Chapter 16 “Set Your Own Goals”

Learning How to Set Goals

  • Turn everything into a goal
    • Make solving a problem or making a decision into a goal
    • Make getting what you want or need into a goal
  • Omit the shoulds
  • Don’t limit yourself
  • Write goals on paper
  • Commit written goals to God
  • Let go – don’t obsess or worry
  • Do what you can, one day at a time
    • Follow your gut or desire
  • Set goals regularly and as needed
  • Check off reached goals
  • Celebrate and thank God for reached goals
  • Be patient

Chapter 17 “Communication”

Many Codependents:

  • manipulate
  • are people pleasers
  • are controlling
  • cover things up
  • assign/use guilt or try to alleviate guilt
  • repress feelings and thoughts
  • have ulterior motives
  • have low self-esteem or self-worth and feel a lot of shame
  • react inappropriately
  • allow abuse and use badgering as a tool
  • justify, rationalize, compensate and threaten

Codependent communication is indirect and not forthright, regardless of intention.

Fear of rejection fuels our inability to say who we are and what we want or need or allow others to do the same.

The words we speak reflect who we are. If we don’t love or trust our thoughts, feelings or wants and feel we are not worthy, we will judge others and expect them to have all the answers. We will control others to ensure they are “pleased” and force things to happen because that is all we have.

To speak openly and honestly is fun!

  • Who we are is okay.
  • Our feelings and wants are okay.
  • Our opinions count.
  • Its okay to discuss our problems.
  • Its okay to say no.

When your answer is “No,” start out with “No.” Don’t start with: I don’t think so…

Use:

  • I feel…
  • This is what I think…
  • This is what I need…
  • This is what I want…

It is not polite to lie about what you want, need, think or feel – It is lying.

Other phrases we should become comfortable with:

  • I love you but I love me too…
  • This is what I need to do to take care of me…

It is okay to ignore other people’s nonsense. We can tell others, “I am sorry you are having problems,” and then let it go. We don’t have to fix them.
========================
*TASK SET*.
a. Answer these from the chapter notes:
(i) To whom should written goals be committed?
(ii) When your answer is "No," what word should you start with?
(iii) What fuels the inability to say who we are and what we want or need?
b. List every sentence opener given under "Use:" in the chapter notes.
The items after this point are separate material and have no connection to the chapter notes above.
========================
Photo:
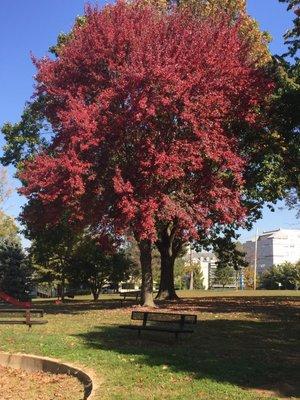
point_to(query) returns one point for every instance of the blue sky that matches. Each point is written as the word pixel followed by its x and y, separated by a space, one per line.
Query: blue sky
pixel 33 26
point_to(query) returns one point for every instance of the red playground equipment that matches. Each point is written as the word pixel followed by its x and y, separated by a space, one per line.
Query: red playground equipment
pixel 20 315
pixel 11 300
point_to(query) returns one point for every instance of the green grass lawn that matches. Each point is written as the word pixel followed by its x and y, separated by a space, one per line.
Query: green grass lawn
pixel 244 346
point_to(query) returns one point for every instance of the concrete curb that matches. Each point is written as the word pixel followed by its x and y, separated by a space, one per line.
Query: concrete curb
pixel 30 362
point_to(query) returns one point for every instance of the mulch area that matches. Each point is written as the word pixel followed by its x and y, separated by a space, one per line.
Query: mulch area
pixel 16 384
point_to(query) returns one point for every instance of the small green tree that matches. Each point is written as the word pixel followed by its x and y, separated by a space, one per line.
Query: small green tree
pixel 92 266
pixel 224 276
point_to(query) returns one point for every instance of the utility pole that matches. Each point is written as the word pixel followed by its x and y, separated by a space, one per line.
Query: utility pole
pixel 255 260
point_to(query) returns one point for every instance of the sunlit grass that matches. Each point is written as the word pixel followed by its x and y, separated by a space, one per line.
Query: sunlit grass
pixel 244 346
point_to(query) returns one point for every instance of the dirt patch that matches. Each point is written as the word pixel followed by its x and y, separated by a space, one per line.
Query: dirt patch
pixel 16 384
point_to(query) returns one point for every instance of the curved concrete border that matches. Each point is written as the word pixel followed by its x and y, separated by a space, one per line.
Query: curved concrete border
pixel 30 362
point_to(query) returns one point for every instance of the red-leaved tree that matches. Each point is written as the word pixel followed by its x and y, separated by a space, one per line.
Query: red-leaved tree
pixel 139 101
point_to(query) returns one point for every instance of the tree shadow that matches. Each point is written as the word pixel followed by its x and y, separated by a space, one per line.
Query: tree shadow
pixel 268 307
pixel 256 355
pixel 265 306
pixel 79 306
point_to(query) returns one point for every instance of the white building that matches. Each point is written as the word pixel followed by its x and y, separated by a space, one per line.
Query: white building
pixel 273 248
pixel 207 262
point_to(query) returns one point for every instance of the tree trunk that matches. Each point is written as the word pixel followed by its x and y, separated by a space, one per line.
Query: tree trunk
pixel 147 278
pixel 95 295
pixel 169 250
pixel 192 280
pixel 63 284
pixel 166 286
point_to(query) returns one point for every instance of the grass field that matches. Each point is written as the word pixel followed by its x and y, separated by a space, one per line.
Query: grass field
pixel 244 346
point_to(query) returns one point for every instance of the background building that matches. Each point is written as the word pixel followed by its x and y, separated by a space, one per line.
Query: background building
pixel 207 262
pixel 273 248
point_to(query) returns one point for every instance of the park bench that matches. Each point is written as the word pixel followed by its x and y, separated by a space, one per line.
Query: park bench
pixel 130 295
pixel 21 316
pixel 161 322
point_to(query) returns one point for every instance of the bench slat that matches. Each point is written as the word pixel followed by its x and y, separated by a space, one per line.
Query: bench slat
pixel 164 317
pixel 155 328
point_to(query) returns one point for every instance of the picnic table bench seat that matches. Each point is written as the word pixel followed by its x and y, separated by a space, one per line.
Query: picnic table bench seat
pixel 130 295
pixel 161 322
pixel 20 316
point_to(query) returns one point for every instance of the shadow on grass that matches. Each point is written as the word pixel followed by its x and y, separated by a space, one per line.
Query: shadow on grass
pixel 284 308
pixel 250 354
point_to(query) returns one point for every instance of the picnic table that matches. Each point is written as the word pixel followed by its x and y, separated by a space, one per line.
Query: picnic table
pixel 161 322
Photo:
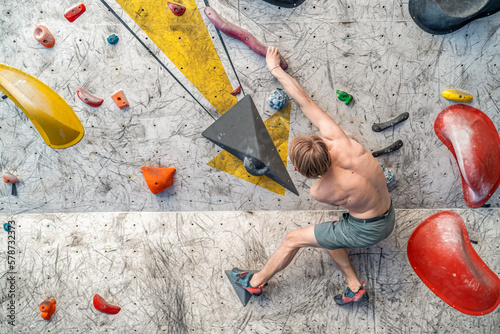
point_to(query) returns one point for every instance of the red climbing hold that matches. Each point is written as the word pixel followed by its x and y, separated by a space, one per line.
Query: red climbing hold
pixel 120 99
pixel 473 139
pixel 234 31
pixel 236 91
pixel 176 9
pixel 74 12
pixel 47 308
pixel 43 35
pixel 441 254
pixel 88 98
pixel 103 306
pixel 158 178
pixel 9 178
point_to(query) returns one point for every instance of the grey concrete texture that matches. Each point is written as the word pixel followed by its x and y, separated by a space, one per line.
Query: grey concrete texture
pixel 372 50
pixel 87 223
pixel 166 272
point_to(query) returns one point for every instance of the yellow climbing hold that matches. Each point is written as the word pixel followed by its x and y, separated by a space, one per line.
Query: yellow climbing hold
pixel 278 126
pixel 54 119
pixel 186 42
pixel 457 95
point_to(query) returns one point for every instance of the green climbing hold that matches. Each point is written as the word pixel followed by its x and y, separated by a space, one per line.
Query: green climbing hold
pixel 344 97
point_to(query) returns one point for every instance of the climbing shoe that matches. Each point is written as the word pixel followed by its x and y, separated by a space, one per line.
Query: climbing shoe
pixel 242 278
pixel 352 297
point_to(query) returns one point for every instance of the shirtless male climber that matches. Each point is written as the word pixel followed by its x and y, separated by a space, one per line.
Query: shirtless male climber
pixel 348 176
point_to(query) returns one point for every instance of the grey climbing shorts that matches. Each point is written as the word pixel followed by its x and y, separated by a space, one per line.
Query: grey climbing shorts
pixel 351 232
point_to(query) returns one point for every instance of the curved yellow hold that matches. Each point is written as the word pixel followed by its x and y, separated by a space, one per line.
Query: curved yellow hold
pixel 54 119
pixel 457 95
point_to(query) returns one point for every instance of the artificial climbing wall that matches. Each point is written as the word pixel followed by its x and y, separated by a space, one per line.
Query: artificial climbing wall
pixel 70 248
pixel 374 51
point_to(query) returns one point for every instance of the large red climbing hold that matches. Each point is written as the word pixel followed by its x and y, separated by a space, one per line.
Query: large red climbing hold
pixel 158 178
pixel 473 140
pixel 74 12
pixel 43 35
pixel 176 9
pixel 441 254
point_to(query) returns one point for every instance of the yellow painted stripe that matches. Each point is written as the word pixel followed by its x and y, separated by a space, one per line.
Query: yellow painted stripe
pixel 278 126
pixel 186 42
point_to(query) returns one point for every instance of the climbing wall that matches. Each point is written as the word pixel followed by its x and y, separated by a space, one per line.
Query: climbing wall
pixel 87 222
pixel 373 51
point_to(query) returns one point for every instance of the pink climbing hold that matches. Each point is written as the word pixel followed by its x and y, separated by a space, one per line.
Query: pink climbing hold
pixel 234 31
pixel 176 9
pixel 43 35
pixel 473 140
pixel 440 252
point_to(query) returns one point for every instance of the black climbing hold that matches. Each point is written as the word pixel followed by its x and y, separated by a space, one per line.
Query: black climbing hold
pixel 441 17
pixel 242 294
pixel 391 148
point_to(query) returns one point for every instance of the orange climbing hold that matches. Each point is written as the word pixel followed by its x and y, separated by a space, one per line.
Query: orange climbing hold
pixel 47 308
pixel 158 178
pixel 120 99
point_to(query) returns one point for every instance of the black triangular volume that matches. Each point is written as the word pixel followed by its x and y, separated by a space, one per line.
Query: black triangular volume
pixel 242 294
pixel 241 132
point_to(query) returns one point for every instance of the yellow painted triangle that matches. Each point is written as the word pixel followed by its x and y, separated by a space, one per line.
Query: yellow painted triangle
pixel 278 126
pixel 186 42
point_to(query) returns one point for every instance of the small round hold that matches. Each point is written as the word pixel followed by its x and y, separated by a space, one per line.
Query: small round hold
pixel 278 99
pixel 113 39
pixel 254 166
pixel 9 178
pixel 43 35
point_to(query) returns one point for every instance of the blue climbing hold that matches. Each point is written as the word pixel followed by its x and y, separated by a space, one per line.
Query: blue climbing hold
pixel 278 99
pixel 113 39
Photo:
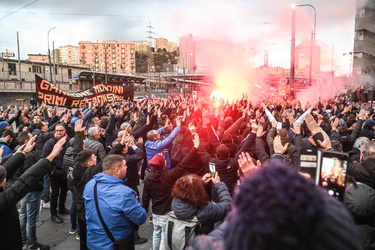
========================
*OUTPUTS FOR THE TASKS*.
a.
(i) To God.
(ii) "No."
(iii) Fear of rejection.

b.
I feel…
This is what I think…
This is what I need…
This is what I want…